About this exercise
Write out every record exactly as it appears. Skip the pictures.

Available data
++++++++
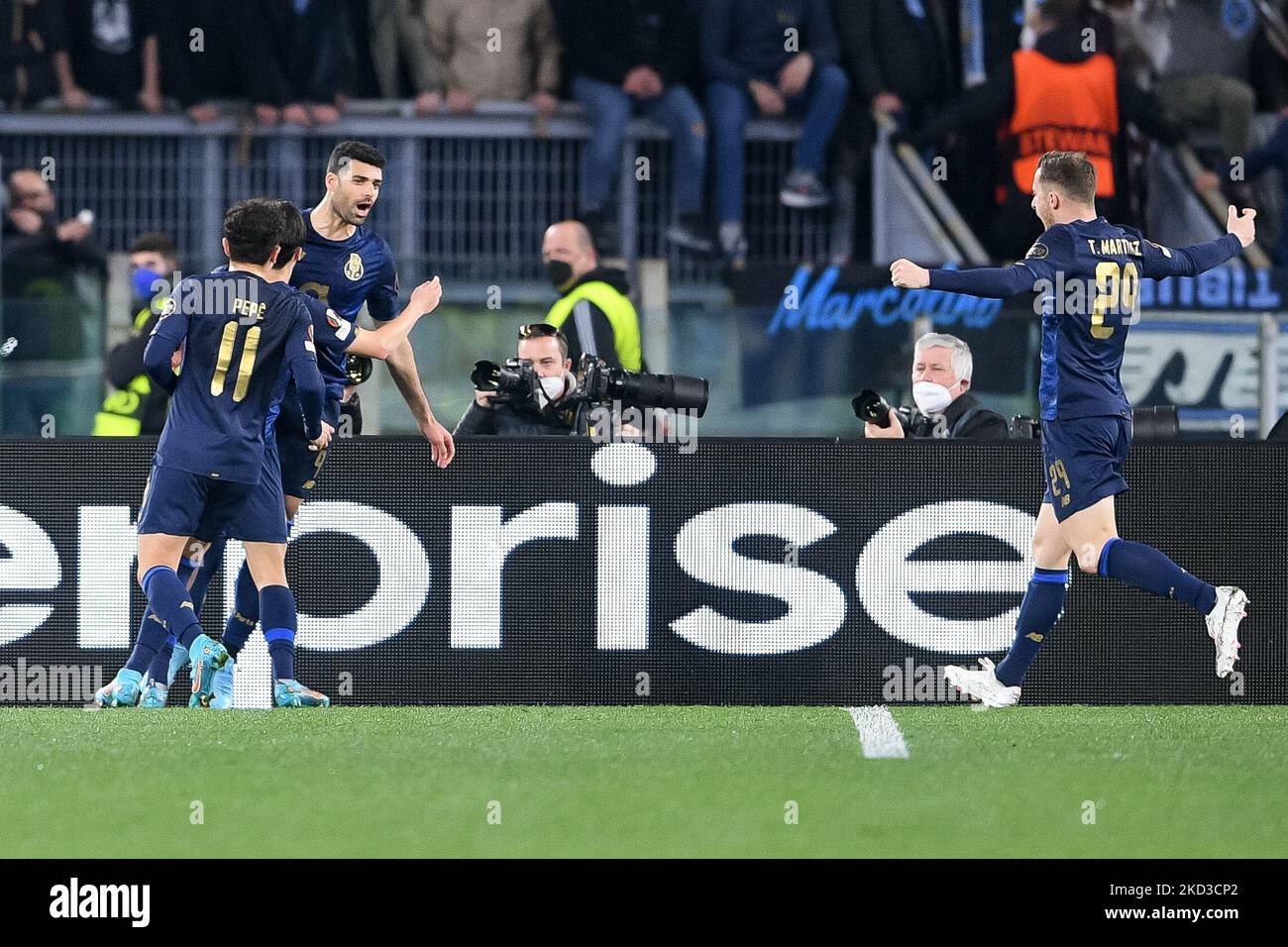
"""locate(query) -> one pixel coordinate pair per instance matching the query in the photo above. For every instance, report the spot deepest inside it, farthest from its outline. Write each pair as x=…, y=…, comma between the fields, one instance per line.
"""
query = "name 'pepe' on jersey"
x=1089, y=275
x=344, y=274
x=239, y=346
++++++++
Expected answer
"""locate(query) -> one pixel coordinate pair per instance matching the query in the photo above. For every instance, report the spot deepest inside it, farthest from its outline. Write each pair as x=…, y=…, comma between the fields, one instance per line.
"""
query = "name 'pepe' on jersey"
x=1089, y=275
x=344, y=274
x=239, y=346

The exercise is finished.